Scan the records below, and wherever a line has the word "rough", pull it out.

Dataset records below:

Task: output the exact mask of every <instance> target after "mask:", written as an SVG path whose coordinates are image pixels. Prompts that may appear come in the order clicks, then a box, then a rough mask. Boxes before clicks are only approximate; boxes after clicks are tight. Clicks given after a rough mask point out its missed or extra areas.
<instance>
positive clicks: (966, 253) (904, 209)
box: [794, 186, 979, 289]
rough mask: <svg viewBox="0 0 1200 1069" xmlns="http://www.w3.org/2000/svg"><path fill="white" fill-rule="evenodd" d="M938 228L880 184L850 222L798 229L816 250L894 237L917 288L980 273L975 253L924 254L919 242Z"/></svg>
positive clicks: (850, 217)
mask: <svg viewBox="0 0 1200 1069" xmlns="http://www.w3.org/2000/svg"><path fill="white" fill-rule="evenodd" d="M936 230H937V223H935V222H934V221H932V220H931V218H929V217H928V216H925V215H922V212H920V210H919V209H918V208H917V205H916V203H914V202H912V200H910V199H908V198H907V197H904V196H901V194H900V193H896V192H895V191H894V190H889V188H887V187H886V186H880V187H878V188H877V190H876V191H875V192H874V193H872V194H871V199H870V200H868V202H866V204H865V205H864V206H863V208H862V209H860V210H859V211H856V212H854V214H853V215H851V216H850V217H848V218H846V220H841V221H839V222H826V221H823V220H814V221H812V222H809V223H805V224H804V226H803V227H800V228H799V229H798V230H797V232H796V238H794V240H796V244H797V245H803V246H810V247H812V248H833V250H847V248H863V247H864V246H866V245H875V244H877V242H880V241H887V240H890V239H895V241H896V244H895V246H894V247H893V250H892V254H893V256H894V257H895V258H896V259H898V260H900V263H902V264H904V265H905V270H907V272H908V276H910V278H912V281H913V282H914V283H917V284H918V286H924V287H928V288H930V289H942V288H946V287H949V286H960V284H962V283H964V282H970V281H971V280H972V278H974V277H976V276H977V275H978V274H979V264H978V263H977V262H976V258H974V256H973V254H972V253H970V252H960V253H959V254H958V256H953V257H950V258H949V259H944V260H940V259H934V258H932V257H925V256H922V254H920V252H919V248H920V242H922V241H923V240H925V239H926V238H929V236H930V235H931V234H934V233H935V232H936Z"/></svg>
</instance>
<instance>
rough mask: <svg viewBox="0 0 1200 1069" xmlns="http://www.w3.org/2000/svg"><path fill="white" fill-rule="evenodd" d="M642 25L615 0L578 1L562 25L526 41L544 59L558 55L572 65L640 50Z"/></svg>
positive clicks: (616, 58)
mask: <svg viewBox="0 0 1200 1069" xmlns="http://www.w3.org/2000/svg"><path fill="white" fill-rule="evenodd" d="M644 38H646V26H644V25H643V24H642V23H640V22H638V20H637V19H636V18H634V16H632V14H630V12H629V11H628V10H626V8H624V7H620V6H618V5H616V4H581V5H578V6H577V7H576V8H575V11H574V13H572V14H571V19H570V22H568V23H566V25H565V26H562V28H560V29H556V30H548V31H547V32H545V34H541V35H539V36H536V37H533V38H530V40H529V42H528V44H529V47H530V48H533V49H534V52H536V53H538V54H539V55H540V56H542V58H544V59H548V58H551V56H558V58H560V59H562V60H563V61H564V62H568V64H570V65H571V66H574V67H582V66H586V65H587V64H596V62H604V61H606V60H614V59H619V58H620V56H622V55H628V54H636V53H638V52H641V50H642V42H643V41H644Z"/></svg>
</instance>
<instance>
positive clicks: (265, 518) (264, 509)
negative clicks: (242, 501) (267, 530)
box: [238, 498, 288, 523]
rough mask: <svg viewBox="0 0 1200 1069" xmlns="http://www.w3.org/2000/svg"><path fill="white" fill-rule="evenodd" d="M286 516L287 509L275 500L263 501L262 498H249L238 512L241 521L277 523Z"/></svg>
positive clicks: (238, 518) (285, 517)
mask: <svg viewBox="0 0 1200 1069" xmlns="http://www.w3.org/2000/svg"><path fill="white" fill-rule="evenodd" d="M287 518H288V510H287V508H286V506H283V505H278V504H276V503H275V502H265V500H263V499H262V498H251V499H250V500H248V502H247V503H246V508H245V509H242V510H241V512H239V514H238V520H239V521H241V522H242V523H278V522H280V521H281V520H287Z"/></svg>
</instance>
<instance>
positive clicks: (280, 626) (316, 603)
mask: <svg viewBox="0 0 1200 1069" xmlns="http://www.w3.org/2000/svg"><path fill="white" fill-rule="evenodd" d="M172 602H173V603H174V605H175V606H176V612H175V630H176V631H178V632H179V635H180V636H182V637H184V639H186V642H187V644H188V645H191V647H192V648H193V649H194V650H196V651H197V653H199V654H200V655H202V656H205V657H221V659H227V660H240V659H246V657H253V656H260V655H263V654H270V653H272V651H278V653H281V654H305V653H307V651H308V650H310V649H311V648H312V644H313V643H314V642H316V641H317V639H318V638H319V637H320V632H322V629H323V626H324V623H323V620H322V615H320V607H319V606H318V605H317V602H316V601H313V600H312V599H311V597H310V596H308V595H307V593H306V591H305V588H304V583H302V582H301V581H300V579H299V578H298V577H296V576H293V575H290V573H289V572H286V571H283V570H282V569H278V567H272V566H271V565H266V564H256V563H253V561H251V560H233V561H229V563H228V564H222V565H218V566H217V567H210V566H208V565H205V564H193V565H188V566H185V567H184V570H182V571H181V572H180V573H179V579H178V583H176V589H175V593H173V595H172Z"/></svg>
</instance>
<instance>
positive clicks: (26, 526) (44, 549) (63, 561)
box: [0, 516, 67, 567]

End of Dataset records.

Exercise solution:
Task: output the exact mask of every <instance> target after "mask:", written as an SVG path whose coordinates are image pixels. Prompts that may appear come in the order clicks, then a box, then a rough mask. Boxes before clicks are only approximate; boxes after clicks are tight. Clicks given after a rough mask point out its missed or extra areas.
rough mask: <svg viewBox="0 0 1200 1069" xmlns="http://www.w3.org/2000/svg"><path fill="white" fill-rule="evenodd" d="M938 228L880 184L850 222L798 229L816 250L894 237L917 288L980 273L975 253L924 254L919 242Z"/></svg>
rough mask: <svg viewBox="0 0 1200 1069" xmlns="http://www.w3.org/2000/svg"><path fill="white" fill-rule="evenodd" d="M642 25L615 0L578 1L562 25L526 41L544 59L558 55L572 65L640 50Z"/></svg>
rough mask: <svg viewBox="0 0 1200 1069" xmlns="http://www.w3.org/2000/svg"><path fill="white" fill-rule="evenodd" d="M286 516L287 509L275 500L263 501L262 498H249L238 512L241 521L277 523Z"/></svg>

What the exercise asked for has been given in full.